→ Page text
On the day of the experiment, rats were anesthetized (thiobutabarbital [Inactin]; 100 mg/kg body wt IP), and a tracheotomy was performed. The animals were ventilated mechanically with room air and supplemental oxygen. Supplemental anesthesia was administered at a dose of 10 to 20 mg/kg per hour IV, as needed. A catheter was placed into a femoral vein for injection of supplemental anesthesia, and a femoral artery was cannulated for measurement of arterial blood pressure and to obtain blood samples for the determination of blood glucose concentration.

→ Your tasks
- 1) In the experimental methods text, what dose of thiobutabarbital was given to anesthetize the rats at the start?
- 2) Rewrite the methods text from "On the day of" up to and including "blood glucose concentration.", swapping "rats" for "mice".

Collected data
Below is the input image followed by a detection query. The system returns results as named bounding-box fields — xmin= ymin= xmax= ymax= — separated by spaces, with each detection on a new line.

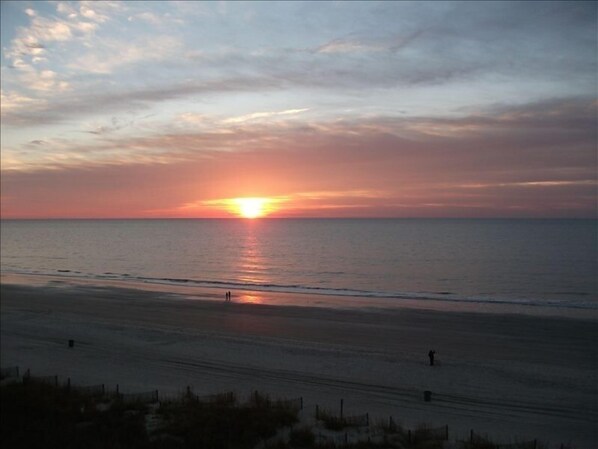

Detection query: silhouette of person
xmin=428 ymin=349 xmax=436 ymax=366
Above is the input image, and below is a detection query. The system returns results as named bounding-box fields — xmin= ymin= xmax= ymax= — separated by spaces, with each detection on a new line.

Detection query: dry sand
xmin=0 ymin=279 xmax=598 ymax=449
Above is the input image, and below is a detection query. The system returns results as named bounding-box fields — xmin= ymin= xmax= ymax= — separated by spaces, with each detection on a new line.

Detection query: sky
xmin=0 ymin=1 xmax=598 ymax=218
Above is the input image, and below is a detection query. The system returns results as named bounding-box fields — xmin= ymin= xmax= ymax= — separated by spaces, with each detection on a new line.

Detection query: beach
xmin=1 ymin=278 xmax=598 ymax=448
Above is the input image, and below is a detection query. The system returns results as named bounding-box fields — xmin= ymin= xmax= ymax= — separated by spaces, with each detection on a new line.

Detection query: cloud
xmin=68 ymin=35 xmax=182 ymax=74
xmin=222 ymin=108 xmax=309 ymax=124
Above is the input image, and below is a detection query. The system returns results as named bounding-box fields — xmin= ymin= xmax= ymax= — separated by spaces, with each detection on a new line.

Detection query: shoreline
xmin=0 ymin=273 xmax=598 ymax=320
xmin=0 ymin=283 xmax=598 ymax=448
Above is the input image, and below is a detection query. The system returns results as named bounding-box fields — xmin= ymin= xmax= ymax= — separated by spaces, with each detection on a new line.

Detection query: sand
xmin=0 ymin=278 xmax=598 ymax=449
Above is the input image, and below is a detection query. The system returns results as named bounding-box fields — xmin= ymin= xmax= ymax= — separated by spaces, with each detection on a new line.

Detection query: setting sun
xmin=235 ymin=198 xmax=269 ymax=218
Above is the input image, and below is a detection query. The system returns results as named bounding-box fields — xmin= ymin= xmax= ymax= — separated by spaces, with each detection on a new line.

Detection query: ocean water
xmin=0 ymin=219 xmax=598 ymax=309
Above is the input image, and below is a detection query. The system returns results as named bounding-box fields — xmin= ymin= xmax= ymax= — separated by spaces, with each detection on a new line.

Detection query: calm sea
xmin=0 ymin=219 xmax=598 ymax=309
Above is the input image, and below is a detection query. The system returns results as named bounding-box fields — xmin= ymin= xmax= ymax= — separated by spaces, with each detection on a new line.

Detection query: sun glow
xmin=235 ymin=198 xmax=270 ymax=218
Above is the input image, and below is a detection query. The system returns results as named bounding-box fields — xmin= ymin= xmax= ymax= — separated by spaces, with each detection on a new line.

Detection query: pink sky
xmin=0 ymin=2 xmax=597 ymax=218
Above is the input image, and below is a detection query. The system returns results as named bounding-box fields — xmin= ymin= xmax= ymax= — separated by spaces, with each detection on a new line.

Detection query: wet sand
xmin=0 ymin=280 xmax=598 ymax=448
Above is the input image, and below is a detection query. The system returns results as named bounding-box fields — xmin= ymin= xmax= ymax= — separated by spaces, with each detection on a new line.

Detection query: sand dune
xmin=1 ymin=283 xmax=598 ymax=448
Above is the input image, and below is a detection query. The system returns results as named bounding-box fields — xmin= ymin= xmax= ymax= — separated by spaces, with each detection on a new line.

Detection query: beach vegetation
xmin=0 ymin=380 xmax=546 ymax=449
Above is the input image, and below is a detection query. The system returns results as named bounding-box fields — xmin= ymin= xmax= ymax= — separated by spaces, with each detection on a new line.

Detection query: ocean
xmin=0 ymin=219 xmax=598 ymax=309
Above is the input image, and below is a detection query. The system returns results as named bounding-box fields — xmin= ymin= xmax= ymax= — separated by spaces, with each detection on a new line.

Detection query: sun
xmin=235 ymin=198 xmax=268 ymax=218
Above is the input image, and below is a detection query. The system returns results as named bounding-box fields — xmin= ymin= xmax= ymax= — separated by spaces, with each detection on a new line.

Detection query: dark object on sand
xmin=428 ymin=350 xmax=436 ymax=366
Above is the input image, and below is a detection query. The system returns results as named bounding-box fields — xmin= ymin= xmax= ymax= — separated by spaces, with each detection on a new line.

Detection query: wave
xmin=3 ymin=269 xmax=598 ymax=310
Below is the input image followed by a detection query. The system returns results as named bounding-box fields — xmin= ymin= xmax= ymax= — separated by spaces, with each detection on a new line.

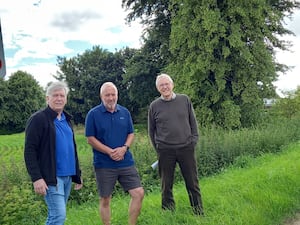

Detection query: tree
xmin=56 ymin=46 xmax=131 ymax=124
xmin=122 ymin=0 xmax=299 ymax=128
xmin=169 ymin=0 xmax=299 ymax=128
xmin=0 ymin=71 xmax=46 ymax=134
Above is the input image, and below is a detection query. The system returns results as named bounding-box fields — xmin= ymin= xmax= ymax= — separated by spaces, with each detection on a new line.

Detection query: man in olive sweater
xmin=148 ymin=74 xmax=203 ymax=215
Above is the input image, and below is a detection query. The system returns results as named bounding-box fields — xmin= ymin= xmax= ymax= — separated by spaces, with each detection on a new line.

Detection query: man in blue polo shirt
xmin=85 ymin=82 xmax=144 ymax=225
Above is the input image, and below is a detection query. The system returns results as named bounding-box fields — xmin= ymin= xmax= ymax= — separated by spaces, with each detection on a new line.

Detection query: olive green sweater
xmin=148 ymin=94 xmax=199 ymax=150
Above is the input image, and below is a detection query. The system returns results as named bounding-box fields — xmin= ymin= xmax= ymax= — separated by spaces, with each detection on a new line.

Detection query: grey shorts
xmin=95 ymin=166 xmax=142 ymax=197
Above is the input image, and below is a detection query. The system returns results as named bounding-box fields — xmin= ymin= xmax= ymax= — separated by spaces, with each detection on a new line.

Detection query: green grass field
xmin=0 ymin=133 xmax=300 ymax=225
xmin=66 ymin=143 xmax=300 ymax=225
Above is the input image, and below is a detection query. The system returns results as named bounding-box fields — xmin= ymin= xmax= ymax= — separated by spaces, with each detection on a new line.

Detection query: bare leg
xmin=99 ymin=196 xmax=111 ymax=225
xmin=128 ymin=187 xmax=144 ymax=225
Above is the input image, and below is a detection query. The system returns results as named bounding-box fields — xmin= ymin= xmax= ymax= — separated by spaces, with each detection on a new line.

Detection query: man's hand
xmin=33 ymin=179 xmax=48 ymax=196
xmin=110 ymin=146 xmax=127 ymax=161
xmin=74 ymin=178 xmax=83 ymax=191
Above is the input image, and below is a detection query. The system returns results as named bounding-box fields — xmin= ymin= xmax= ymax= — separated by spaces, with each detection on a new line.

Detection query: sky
xmin=0 ymin=0 xmax=300 ymax=94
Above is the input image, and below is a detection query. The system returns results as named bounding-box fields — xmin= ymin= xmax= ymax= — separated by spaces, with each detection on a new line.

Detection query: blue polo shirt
xmin=85 ymin=103 xmax=134 ymax=168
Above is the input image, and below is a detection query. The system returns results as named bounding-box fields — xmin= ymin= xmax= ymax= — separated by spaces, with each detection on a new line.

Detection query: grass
xmin=66 ymin=143 xmax=300 ymax=225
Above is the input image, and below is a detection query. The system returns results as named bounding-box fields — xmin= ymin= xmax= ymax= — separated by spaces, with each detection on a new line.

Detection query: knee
xmin=48 ymin=208 xmax=67 ymax=224
xmin=131 ymin=187 xmax=145 ymax=201
xmin=100 ymin=197 xmax=110 ymax=208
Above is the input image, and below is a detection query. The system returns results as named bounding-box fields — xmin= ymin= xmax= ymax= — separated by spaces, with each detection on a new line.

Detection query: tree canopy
xmin=0 ymin=71 xmax=46 ymax=134
xmin=122 ymin=0 xmax=299 ymax=128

→ Solved problems
- 1) 100 mg/kg body weight, given intraperitoneally.

- 2)
On the day of the experiment, mice were anesthetized (thiobutabarbital [Inactin]; 100 mg/kg body wt IP), and a tracheotomy was performed. The animals were ventilated mechanically with room air and supplemental oxygen. Supplemental anesthesia was administered at a dose of 10 to 20 mg/kg per hour IV, as needed. A catheter was placed into a femoral vein for injection of supplemental anesthesia, and a femoral artery was cannulated for measurement of arterial blood pressure and to obtain blood samples for the determination of blood glucose concentration.